- Description of the task
Copy the lines below verbatim, but only from the line containing "The component shall return one point per instance of the window" through the end of the data.

- Supplied data
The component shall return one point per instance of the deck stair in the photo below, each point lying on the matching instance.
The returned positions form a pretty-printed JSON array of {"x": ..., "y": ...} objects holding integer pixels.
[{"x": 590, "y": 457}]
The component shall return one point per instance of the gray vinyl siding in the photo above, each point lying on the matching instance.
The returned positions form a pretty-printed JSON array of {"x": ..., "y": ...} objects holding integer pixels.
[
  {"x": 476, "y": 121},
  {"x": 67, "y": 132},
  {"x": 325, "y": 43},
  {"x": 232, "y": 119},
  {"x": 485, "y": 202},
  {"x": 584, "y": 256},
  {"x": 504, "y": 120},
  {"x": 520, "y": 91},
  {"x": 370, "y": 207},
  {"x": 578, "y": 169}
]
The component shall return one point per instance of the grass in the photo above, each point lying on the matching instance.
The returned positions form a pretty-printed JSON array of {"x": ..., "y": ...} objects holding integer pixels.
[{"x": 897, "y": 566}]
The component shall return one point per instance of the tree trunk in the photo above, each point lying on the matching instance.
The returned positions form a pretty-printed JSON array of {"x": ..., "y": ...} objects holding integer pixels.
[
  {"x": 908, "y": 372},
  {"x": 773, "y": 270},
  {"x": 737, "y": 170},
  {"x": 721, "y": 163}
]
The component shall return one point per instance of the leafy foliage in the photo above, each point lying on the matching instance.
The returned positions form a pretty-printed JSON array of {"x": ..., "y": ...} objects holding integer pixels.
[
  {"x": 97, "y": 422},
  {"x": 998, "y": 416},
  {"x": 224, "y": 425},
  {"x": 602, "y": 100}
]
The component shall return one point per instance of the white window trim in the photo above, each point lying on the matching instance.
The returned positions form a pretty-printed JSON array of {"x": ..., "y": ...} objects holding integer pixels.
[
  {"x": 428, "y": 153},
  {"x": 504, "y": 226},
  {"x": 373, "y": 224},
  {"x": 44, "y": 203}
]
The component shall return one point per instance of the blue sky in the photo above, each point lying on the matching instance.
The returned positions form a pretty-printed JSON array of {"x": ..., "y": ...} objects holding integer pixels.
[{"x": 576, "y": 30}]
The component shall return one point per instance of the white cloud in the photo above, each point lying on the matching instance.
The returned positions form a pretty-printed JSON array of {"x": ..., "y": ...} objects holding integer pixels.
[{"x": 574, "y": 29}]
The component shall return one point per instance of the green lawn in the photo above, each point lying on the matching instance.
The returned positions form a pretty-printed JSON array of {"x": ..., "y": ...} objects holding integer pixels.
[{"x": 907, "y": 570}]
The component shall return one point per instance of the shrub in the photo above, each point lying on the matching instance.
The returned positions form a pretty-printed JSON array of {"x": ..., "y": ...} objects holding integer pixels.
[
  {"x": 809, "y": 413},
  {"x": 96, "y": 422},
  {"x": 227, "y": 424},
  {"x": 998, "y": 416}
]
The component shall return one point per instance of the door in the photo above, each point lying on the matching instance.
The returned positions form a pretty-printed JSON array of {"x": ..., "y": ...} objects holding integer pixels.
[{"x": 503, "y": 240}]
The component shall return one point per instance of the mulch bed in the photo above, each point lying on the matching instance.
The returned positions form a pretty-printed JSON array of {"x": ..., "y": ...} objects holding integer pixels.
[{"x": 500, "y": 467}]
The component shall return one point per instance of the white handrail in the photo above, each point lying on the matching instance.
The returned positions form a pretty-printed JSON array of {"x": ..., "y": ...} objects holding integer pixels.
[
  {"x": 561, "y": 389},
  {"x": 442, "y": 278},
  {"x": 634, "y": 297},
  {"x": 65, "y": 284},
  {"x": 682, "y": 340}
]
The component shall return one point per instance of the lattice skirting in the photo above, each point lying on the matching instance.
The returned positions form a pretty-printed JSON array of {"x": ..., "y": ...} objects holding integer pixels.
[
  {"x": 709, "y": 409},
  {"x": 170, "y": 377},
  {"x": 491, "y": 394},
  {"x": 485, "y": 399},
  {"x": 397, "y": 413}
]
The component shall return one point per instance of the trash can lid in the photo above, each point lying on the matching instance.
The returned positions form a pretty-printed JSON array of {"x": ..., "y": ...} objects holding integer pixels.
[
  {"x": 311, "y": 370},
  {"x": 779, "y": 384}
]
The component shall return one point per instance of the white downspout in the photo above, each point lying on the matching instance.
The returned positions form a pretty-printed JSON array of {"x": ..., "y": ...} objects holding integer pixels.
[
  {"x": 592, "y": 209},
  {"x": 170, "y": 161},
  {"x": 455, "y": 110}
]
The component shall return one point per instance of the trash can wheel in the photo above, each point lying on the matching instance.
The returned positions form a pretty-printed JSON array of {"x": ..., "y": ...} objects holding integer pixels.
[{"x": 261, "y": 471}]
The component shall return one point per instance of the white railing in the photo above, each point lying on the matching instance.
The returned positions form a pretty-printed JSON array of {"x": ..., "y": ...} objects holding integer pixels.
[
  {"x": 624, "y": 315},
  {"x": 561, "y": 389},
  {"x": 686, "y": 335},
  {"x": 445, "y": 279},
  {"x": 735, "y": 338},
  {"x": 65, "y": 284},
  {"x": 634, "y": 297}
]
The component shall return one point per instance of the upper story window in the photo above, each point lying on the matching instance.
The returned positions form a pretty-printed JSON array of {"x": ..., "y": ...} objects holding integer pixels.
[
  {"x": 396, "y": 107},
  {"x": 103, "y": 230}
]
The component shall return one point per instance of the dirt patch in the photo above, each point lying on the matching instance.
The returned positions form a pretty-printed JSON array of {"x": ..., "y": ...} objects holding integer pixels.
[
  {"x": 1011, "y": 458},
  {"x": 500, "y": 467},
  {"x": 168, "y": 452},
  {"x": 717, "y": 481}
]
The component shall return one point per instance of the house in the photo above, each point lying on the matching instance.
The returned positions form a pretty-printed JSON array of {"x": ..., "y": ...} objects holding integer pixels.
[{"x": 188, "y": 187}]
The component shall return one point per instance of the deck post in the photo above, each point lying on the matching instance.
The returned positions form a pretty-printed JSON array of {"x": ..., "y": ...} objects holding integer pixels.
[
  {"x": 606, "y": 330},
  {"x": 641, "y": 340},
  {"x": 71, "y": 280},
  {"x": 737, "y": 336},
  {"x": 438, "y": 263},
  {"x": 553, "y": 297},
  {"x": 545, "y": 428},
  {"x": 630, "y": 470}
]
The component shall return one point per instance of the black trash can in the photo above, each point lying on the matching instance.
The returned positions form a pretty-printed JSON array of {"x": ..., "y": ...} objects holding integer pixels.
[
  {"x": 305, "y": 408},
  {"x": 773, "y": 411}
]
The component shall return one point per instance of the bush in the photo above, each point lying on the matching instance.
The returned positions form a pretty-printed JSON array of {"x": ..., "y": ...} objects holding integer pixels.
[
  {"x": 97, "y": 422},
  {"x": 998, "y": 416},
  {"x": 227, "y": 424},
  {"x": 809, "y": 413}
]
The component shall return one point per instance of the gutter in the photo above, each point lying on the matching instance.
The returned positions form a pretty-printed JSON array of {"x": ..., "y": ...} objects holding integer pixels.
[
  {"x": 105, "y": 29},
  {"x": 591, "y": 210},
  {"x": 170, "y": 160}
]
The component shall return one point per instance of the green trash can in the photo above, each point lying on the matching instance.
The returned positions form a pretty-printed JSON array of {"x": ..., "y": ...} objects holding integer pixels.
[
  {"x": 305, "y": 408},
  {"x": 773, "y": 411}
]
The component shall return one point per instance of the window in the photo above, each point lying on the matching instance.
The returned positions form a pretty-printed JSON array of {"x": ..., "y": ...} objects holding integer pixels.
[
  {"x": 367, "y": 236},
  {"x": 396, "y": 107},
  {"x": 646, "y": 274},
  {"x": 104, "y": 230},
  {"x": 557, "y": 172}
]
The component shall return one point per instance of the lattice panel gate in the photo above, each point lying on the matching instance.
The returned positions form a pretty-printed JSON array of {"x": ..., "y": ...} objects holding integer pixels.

- Output for this task
The component shall return one point per instance of the window in the photo above, each point lying on the matching instance.
The returned positions form a pretty-printed JSON array of {"x": ..., "y": ...} objects holding integer pixels.
[
  {"x": 367, "y": 236},
  {"x": 396, "y": 107},
  {"x": 646, "y": 274},
  {"x": 104, "y": 230},
  {"x": 557, "y": 172}
]
The component shall return one point per instance of the lattice panel gate in the photo above, each point lying on the matching instance.
The returned positions form a pretty-printed JSON array of {"x": ..., "y": ...} objects holding integer pixels.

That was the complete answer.